◆ Annotated coordinate entries:
* * *

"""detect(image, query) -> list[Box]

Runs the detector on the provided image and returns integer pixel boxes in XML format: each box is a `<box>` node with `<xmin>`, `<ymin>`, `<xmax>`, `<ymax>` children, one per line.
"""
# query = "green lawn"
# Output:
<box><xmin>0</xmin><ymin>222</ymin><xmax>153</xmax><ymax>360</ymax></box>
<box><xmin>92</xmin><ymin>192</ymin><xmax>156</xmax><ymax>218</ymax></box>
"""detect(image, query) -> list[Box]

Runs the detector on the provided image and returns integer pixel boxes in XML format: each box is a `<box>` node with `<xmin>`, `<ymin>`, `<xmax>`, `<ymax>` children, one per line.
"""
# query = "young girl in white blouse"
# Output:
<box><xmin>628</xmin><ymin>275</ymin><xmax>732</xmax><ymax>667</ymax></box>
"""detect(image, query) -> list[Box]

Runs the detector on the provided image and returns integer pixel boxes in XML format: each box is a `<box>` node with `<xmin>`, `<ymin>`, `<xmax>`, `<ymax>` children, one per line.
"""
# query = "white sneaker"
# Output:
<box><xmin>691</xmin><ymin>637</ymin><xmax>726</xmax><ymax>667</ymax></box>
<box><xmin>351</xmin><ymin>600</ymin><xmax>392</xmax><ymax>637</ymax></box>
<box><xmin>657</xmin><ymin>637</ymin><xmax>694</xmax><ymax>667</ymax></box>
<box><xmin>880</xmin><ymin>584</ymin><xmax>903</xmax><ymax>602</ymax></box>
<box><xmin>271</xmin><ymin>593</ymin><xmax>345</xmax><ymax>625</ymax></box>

* * *

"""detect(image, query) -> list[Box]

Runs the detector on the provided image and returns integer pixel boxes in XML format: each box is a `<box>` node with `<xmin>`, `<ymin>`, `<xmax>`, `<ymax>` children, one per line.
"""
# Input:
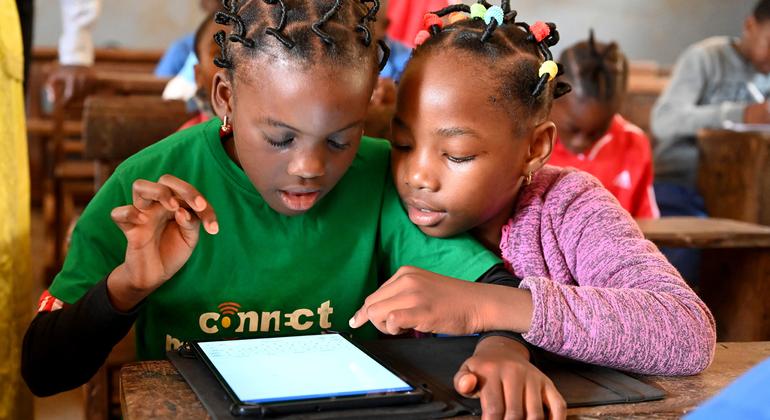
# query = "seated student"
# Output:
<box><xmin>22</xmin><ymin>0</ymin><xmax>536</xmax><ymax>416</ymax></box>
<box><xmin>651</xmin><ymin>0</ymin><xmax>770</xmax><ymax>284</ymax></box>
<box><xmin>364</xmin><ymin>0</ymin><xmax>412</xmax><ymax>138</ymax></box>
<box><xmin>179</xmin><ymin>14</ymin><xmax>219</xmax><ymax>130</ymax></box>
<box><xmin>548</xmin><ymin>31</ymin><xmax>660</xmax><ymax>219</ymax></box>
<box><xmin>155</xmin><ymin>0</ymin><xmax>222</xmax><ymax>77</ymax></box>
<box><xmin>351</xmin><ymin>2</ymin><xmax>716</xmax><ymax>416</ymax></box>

* * *

◆ THE PROBLEM: Report every line of the entries above that contains the string "white".

◆ FULL SOLUTION:
# query = "young girl in white blouse"
# query = "white sneaker"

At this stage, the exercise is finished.